*小挑战*.
- 1) 把原文里从“打LOG:在打出时会发现da”到“一下,这个差异是不是必要的。”的这一段一字不差地照抄下来,开头和结尾这两处也要抄上。
- 2) 根据原文回答下面几个小问题:
(a) 打LOG时,data的log值里为什么会出现其他Sensor的值,比如Acceleration?
(b) 在readEvents里,count小于1时会返回什么?
(c) 按代码注释的说法,res一般是多少?
- 3) 原文代码里有些名字是小写字母m后面紧跟一个大写字母开头的。把这样的名字全部列出来,重复出现的只写一次。

打LOG:在打出时会发现data的log值会出现其他Sensor的值,例如Acceleration,这是正常的,因为几个Sensor是个union共用一个存储空间,这个可以看定义。data打出Compass的数据时会发现与result的值相同而可能与mPendingEvent有差异,这就需要看一下,这个差异是不是必要的。
int CompassSensor::readEvents(sensors_event_t* data, int count)
{
if (count < 1)
return -EINVAL;
if (mHasPendingEvent) {
mHasPendingEvent = false;
mPendingEvent.timestamp = getTimestamp();
*data = mPendingEvent;
return mEnabled ? 1 : 0;
}
if (mHasPendingMetadata) {
mHasPendingMetadata--;
meta_data.timestamp = getTimestamp();
*data = meta_data;
return mEnabled ? 1 : 0;
}
ssize_t n = mInputReader.fill(data_fd);
if (n < 0)
return n;
int numEventReceived = 0;
input_event const* event;
sensors_event_t raw, result;
#if FETCH_FULL_EVENT_BEFORE_RETURN
again:
#endif
while (count && mInputReader.readEvent(&event)) {
int type = event->type;
//Type == EV_ABS会循环3次,旨在将底层值赋给mPendingEvent.magnetic的x y z,在填充满之后type就会变成EV_SYN
if (type == EV_ABS) {
float value = event->value;
if (event->code == EVENT_TYPE_MAG_X) {
mPendingEvent.magnetic.x = value * res;// 此处的res一般为CONVERT_MAG ( 1/16 )

*原始条目*.

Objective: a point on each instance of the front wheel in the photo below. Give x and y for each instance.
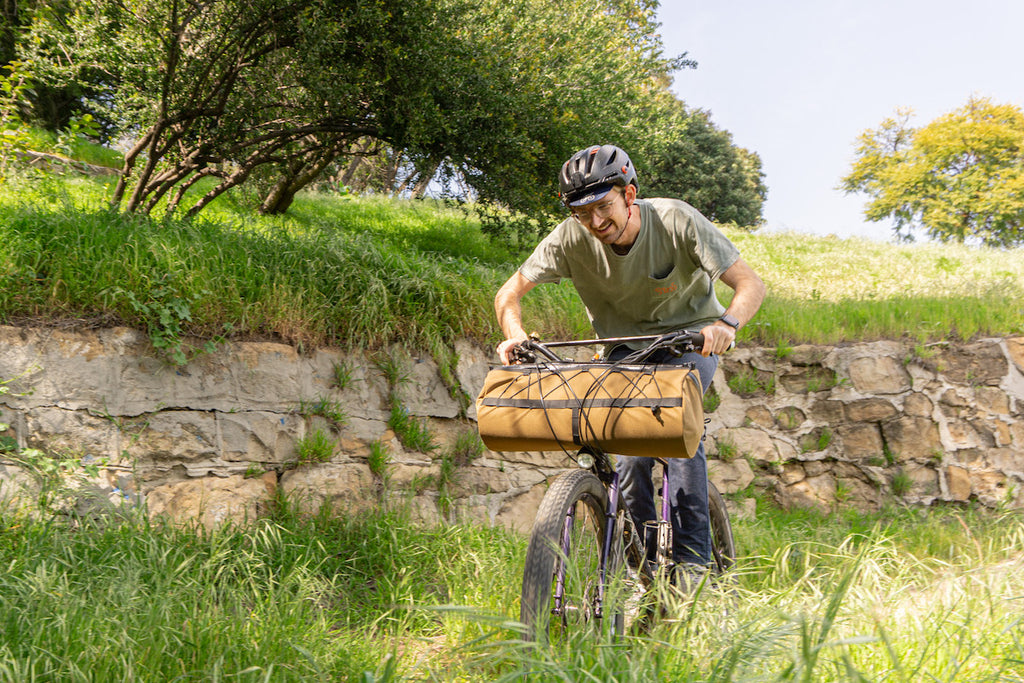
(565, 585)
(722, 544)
==
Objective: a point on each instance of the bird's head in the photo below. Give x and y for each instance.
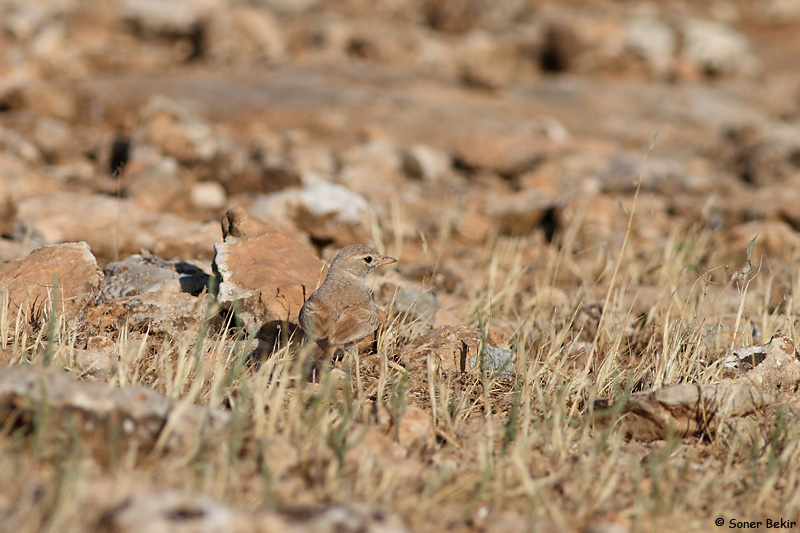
...
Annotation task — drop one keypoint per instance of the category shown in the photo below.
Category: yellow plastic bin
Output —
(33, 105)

*答案*.
- 1)
打LOG:在打出时会发现data的log值会出现其他Sensor的值,例如Acceleration,这是正常的,因为几个Sensor是个union共用一个存储空间,这个可以看定义。data打出Compass的数据时会发现与result的值相同而可能与mPendingEvent有差异,这就需要看一下,这个差异是不是必要的。

- 2)
(a) 因为几个Sensor是个union,共用一个存储空间。
(b) 返回-EINVAL。
(c) 一般为CONVERT_MAG ( 1/16 )。

- 3)
mHasPendingEvent
mPendingEvent
mEnabled
mHasPendingMetadata
mInputReader